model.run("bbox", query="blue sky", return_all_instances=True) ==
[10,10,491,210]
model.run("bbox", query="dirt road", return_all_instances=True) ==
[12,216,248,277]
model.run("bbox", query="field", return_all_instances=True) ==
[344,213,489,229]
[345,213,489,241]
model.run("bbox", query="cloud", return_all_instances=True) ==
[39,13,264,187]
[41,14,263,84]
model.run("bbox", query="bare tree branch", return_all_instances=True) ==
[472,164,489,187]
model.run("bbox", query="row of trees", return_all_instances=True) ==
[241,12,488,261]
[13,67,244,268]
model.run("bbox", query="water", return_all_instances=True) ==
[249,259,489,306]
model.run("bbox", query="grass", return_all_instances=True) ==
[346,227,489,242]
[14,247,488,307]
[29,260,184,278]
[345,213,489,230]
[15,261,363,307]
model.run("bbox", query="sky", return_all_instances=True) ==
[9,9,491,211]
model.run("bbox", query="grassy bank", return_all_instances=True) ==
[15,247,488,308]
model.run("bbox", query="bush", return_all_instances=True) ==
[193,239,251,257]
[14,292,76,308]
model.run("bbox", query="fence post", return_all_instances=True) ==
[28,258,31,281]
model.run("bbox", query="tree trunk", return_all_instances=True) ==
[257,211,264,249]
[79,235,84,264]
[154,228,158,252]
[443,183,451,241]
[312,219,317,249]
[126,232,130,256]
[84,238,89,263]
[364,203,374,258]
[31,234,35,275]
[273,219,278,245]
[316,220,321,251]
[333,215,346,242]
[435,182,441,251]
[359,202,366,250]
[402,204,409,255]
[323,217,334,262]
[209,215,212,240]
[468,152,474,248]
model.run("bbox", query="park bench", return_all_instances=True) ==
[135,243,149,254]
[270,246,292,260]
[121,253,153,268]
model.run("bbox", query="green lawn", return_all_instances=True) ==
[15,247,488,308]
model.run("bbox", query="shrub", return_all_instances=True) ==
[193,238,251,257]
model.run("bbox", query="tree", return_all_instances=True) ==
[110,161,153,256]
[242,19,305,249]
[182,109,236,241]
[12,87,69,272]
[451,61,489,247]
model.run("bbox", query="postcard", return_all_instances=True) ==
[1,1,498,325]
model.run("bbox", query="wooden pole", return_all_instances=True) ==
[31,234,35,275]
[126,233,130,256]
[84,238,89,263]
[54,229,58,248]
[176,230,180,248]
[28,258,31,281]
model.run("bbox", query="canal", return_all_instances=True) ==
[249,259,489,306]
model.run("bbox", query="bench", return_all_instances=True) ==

------------------------------------------------------------

TASK DETAILS
The records above are to be repeated in full, word for word.

SOLUTION TO THIS TASK
model.run("bbox", query="blue sky", return_all_instances=True) ==
[10,10,491,210]
model.run("bbox", query="dirt road", return_all_instances=True) ==
[12,216,248,277]
model.run("bbox", query="field", return_all_instances=True) ==
[344,213,489,229]
[345,213,489,241]
model.run("bbox", query="cloud", return_all_instances=True) ==
[39,13,264,187]
[41,14,263,84]
model.run("bbox", query="bare tree branch", return_all_instances=True) ==
[472,164,489,187]
model.run("bbox", query="row of trees", return_all_instances=True) ==
[241,12,488,261]
[13,67,244,268]
model.run("bbox", query="water", return_all_instances=True) ==
[249,259,489,306]
model.run("bbox", query="grass", return_all_instances=True) ==
[346,227,489,242]
[14,247,488,307]
[29,260,184,278]
[345,213,489,230]
[15,261,363,307]
model.run("bbox", query="sky", return_all_instances=True) ==
[9,9,491,211]
model.run("bbox", query="grassy bank", return_all_instances=True) ==
[15,247,488,308]
model.run("bbox", query="bush", return_all_instances=True) ==
[193,239,251,257]
[14,292,76,308]
model.run("bbox", query="fence post", return_all_instances=True) ==
[28,258,31,281]
model.run("bbox", query="tree trunk", return_all_instances=True) ==
[257,211,264,249]
[79,235,84,264]
[154,228,158,252]
[443,183,451,241]
[312,219,317,249]
[126,232,130,256]
[84,238,89,263]
[364,203,374,258]
[31,234,35,275]
[273,219,278,245]
[316,220,321,251]
[333,215,346,242]
[435,182,441,251]
[359,202,366,250]
[402,204,409,255]
[323,217,334,262]
[209,215,212,240]
[468,152,474,248]
model.run("bbox", query="park bench", return_all_instances=True) ==
[135,243,149,254]
[270,246,292,260]
[121,253,153,268]
model.run("bbox", query="green lawn", return_all_instances=True) ==
[15,247,488,308]
model.run("bbox", query="shrub", return_all_instances=True) ==
[193,238,251,257]
model.run("bbox", query="tree", return_all_instances=True) ==
[110,161,153,256]
[242,19,305,249]
[182,109,236,241]
[12,87,69,272]
[451,61,489,247]
model.run("bbox", query="postcard", return_all_instances=True) ==
[1,1,498,325]
model.run("bbox", query="wooden pole", return_all_instances=True) ==
[31,234,35,275]
[126,233,130,256]
[84,238,89,263]
[54,229,58,248]
[176,230,180,248]
[28,258,31,281]
model.run("bbox", query="canal", return_all_instances=True) ==
[249,259,489,306]
model.run("bbox", query="bench", return_all_instances=True) ==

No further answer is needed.